Position annotation records

==*==

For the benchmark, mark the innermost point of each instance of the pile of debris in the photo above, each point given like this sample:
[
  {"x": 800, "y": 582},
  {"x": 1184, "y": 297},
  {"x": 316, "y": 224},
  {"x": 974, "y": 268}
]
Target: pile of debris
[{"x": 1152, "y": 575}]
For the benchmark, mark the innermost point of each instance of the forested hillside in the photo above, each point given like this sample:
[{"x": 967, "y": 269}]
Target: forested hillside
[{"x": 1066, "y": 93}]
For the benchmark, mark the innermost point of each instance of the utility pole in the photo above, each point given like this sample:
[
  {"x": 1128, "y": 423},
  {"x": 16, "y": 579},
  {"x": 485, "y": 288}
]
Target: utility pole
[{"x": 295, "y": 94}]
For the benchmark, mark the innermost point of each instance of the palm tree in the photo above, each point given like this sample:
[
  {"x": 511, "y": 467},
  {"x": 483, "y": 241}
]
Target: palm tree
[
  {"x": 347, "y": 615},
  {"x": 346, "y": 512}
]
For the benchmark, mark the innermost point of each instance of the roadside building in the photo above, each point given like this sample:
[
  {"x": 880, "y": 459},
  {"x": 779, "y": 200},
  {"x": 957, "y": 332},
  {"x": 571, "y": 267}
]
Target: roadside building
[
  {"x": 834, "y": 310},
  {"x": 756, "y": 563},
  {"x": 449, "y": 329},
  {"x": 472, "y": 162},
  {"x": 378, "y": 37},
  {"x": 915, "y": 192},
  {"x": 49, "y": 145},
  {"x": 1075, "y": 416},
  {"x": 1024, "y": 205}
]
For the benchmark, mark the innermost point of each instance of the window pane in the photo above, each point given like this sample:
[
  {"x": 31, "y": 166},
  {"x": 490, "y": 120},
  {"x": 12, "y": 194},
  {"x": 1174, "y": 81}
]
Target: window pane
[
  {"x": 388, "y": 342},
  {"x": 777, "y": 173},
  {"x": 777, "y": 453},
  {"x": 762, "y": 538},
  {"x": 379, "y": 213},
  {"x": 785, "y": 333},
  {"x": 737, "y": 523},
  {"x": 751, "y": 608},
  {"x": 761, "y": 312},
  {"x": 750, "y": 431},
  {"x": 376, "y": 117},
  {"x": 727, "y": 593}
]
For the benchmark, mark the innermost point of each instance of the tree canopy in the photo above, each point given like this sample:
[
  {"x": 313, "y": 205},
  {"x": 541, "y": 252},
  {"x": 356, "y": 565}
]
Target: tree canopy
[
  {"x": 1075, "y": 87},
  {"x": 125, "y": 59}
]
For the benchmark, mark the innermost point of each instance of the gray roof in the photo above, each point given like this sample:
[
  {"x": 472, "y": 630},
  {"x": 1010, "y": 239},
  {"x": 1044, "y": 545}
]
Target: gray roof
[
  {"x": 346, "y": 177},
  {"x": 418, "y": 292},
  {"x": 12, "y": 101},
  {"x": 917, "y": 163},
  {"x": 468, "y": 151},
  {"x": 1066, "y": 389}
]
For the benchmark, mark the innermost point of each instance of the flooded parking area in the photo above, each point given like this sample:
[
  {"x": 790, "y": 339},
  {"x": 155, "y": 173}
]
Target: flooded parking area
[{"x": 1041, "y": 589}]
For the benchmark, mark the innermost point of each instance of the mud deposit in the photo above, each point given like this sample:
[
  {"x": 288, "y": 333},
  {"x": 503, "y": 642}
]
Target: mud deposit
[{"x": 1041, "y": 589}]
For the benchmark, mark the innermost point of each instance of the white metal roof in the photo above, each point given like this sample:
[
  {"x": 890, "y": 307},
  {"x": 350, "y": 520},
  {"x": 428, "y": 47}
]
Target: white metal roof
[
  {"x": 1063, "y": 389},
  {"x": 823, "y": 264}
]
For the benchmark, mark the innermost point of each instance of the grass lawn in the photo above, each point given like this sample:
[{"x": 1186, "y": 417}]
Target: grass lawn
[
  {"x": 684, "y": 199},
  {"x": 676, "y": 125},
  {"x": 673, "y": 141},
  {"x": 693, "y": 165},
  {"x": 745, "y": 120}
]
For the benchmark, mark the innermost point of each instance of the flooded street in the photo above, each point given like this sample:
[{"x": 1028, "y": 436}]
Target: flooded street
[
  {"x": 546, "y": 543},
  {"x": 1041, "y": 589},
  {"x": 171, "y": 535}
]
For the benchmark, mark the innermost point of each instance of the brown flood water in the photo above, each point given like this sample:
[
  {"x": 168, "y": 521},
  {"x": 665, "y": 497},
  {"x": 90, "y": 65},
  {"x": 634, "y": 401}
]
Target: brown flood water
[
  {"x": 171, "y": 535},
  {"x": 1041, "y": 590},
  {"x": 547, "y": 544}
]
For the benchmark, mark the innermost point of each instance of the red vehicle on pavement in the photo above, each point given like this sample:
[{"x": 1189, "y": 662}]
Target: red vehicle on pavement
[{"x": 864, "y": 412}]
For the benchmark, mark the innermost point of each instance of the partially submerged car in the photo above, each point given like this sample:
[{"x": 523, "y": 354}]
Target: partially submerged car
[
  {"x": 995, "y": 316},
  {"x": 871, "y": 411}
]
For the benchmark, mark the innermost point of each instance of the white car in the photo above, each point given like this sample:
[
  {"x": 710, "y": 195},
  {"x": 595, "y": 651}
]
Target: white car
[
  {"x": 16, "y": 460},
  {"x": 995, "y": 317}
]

==*==

Exercise aim
Exactly as written, please output every entry.

Task response
For the benchmark, mark the innermost point of each instance of the pile of debris in the photo above, each point given like this sample:
[
  {"x": 800, "y": 582},
  {"x": 1184, "y": 297},
  {"x": 316, "y": 224},
  {"x": 974, "y": 268}
]
Target: pile of debris
[{"x": 1152, "y": 575}]
For the benchmark, mark the innermost point of each instance of the forested hillside in the photo above, each point given like this sample:
[{"x": 967, "y": 269}]
Target: forested hillside
[{"x": 1066, "y": 93}]
For the benchmark, mark the innermost point of each instance of the utility pole in the photo above, each point given like this sample:
[
  {"x": 1128, "y": 423},
  {"x": 16, "y": 579},
  {"x": 485, "y": 288}
]
Target: utility pole
[{"x": 295, "y": 94}]
For the benchmark, mark the innermost point of each instance of the palm tree in the photo above, each point given like this sample:
[
  {"x": 511, "y": 467},
  {"x": 483, "y": 241}
]
Target: palm tree
[
  {"x": 347, "y": 615},
  {"x": 346, "y": 512}
]
For the benchmark, mark the innermost point of each instance of the roadside building in the photo above, each point given like this sample:
[
  {"x": 880, "y": 459},
  {"x": 779, "y": 200},
  {"x": 957, "y": 332},
  {"x": 571, "y": 267}
]
Target: roadside building
[
  {"x": 834, "y": 310},
  {"x": 756, "y": 563},
  {"x": 449, "y": 329},
  {"x": 472, "y": 162},
  {"x": 378, "y": 37},
  {"x": 915, "y": 192},
  {"x": 49, "y": 145},
  {"x": 1075, "y": 416},
  {"x": 1024, "y": 205}
]
For the benchmark, mark the innermost point of each instance of the window pane in the photo above, each point given like this sample:
[
  {"x": 31, "y": 166},
  {"x": 490, "y": 120},
  {"x": 12, "y": 194},
  {"x": 1174, "y": 81}
]
Target: window pane
[
  {"x": 388, "y": 342},
  {"x": 777, "y": 173},
  {"x": 777, "y": 453},
  {"x": 762, "y": 538},
  {"x": 379, "y": 213},
  {"x": 785, "y": 333},
  {"x": 737, "y": 523},
  {"x": 751, "y": 608},
  {"x": 761, "y": 312},
  {"x": 750, "y": 431},
  {"x": 376, "y": 117},
  {"x": 727, "y": 593}
]
For the benchmark, mark the innermost point of each instance of the tree canopy in the photo above, each point given like this sample:
[
  {"x": 313, "y": 205},
  {"x": 541, "y": 252},
  {"x": 356, "y": 565}
]
Target: tree canopy
[
  {"x": 1075, "y": 87},
  {"x": 125, "y": 59}
]
For the benchmark, mark the innermost point of each instance of the gray roof in the photo above, each point given like this sample:
[
  {"x": 472, "y": 630},
  {"x": 1010, "y": 239},
  {"x": 1044, "y": 545}
]
Target: gray roof
[
  {"x": 346, "y": 177},
  {"x": 418, "y": 292},
  {"x": 12, "y": 101},
  {"x": 917, "y": 163},
  {"x": 468, "y": 151},
  {"x": 1066, "y": 389}
]
For the benchmark, mark the innermost point of each instance of the flooded parking area in the photo above, each point given like this sample:
[
  {"x": 790, "y": 339},
  {"x": 155, "y": 173}
]
Target: flooded parking area
[{"x": 1041, "y": 589}]
For the benchmark, mark the innermost point of each instance of the mud deposit in the photo above, each point given like this sample:
[
  {"x": 288, "y": 333},
  {"x": 503, "y": 642}
]
Target: mud deposit
[{"x": 1041, "y": 589}]
For the benchmark, mark the innermost point of each instance of the white metal roof in the photo above, each point given like this sample:
[
  {"x": 890, "y": 307},
  {"x": 350, "y": 520},
  {"x": 428, "y": 47}
]
Target: white metal roof
[
  {"x": 1063, "y": 389},
  {"x": 823, "y": 264}
]
For the benchmark, mark the innermost point of each instance of the grass lawn in the photo above, each point given like this sample:
[{"x": 1186, "y": 417}]
Target: grass lawn
[
  {"x": 684, "y": 199},
  {"x": 676, "y": 125},
  {"x": 673, "y": 141},
  {"x": 693, "y": 165},
  {"x": 745, "y": 120}
]
For the benchmark, mark the innermost point of each instance of the flooded street in the photo above, each point given like this sample:
[{"x": 1028, "y": 436}]
Target: flooded street
[
  {"x": 546, "y": 543},
  {"x": 1041, "y": 589},
  {"x": 171, "y": 535}
]
For the benchmark, mark the innermost point of each instance of the brown flood water in the photo above, each point given like this sample:
[
  {"x": 168, "y": 521},
  {"x": 665, "y": 497},
  {"x": 90, "y": 65},
  {"x": 634, "y": 401}
]
Target: brown flood water
[
  {"x": 171, "y": 535},
  {"x": 1041, "y": 590},
  {"x": 547, "y": 544}
]
For the benchmark, mark the innermost point of each instance of the red vehicle on pavement in the photo above, each point given like this sample:
[{"x": 1189, "y": 662}]
Target: red vehicle on pavement
[{"x": 864, "y": 412}]
For the benchmark, mark the innermost point of each instance of the partially submerged car in the photo above, each point given like this sample:
[{"x": 523, "y": 354}]
Target: partially submerged car
[
  {"x": 995, "y": 316},
  {"x": 871, "y": 411}
]
For the benchmark, mark the innermost point of each instance of the white car in the photo above, each point given like this sample:
[
  {"x": 710, "y": 195},
  {"x": 595, "y": 651}
]
Target: white car
[
  {"x": 16, "y": 460},
  {"x": 995, "y": 317}
]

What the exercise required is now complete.